COURT EXERCICE 1: Réécrivez les lignes des enregistrements sous la forme d’un tableau Markdown à deux colonnes, « N° » pour le numéro de rangée et « Ligne » pour le texte correspondant, sans reprendre les lignes vides.

Il n’y a plus de peuples choisis comme l’a été le peuple juif. Mais le Tout-Puissant, qui ne fait rien à l’aveugle, a certainement assigné à chacune des nations qu’il a établies une mission spéciale dans le monde. À chacune Il a donné un cachet, un caractère, des aptitudes qui la distinguent des autres nations. « Les nations sont voulues de Dieu, dit le poète polonais Krazinski, et elles sont conçues dans votre grâce, ô Jésus-Christ. À chacune d’elles vous avez donné une vocation. En chacune d’elles vit une idée profonde qui vient de Vous, et qui est la trame de ses destinées. » Rien de plus vrai que ces paroles, et malheur au peuple qui refuse de remplir sa mission providentielle.

La mission providentielle des peuples : voilà le titre d’un beau livre qui reste à faire, je crois. Le sujet est trop vaste pour que je puisse même l’effleurer dans cet article. Mais aveugle est celui qui ne voit dans le trouble profond, dans l’agitation sans cesse renouvelée où sont aujourd’hui plongées presque toutes les nations de la terre, la preuve que les peuples ne marchent plus dans les voies que le Seigneur leur avait tracées.

COURT EXERCICE 2: Prolongez le texte sur la mission providentielle des nations en poursuivant après sa dernière phrase.

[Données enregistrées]
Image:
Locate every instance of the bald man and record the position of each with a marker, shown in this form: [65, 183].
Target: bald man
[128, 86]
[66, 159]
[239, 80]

RÉPONSE ATTENDUE 1:
| N° | Ligne |
|---|---|
| 1 | Image: |
| 2 | Locate every instance of the bald man and record the position of each with a marker, shown in this form: [65, 183]. |
| 3 | Target: bald man |
| 4 | [128, 86] |
| 5 | [66, 159] |
| 6 | [239, 80] |

RÉPONSE ATTENDUE 2:
Prenons seulement l’exemple de l’Espagne. N’est-il pas évident que Dieu a voulu qu’elle fût la maîtresse du nouveau continent, qu’elle contrôlât les destinées de l’Amérique ? Mais elle a manqué sa vocation. Au lieu de travailler à la propagation de l’Évangile, elle n’a songé qu’à ramasser des trésors périssables ; elle a préféré, comme arme, l’épée à la Croix. Aussi, à l’heure présente, son influence est-elle nulle. Quelques républiques impies, livrées à la guerre civile, à l’anarchie, voilà toute son œuvre.

Le peuple canadien-français, si petit qu’il soit, a indubitablement une mission à remplir en Amérique, une mission analogue à celle que le peuple français a longtemps remplie en Europe, et qu’il remplirait encore s’il ne s’était égaré dans l’inextricable dédale de l’impiété.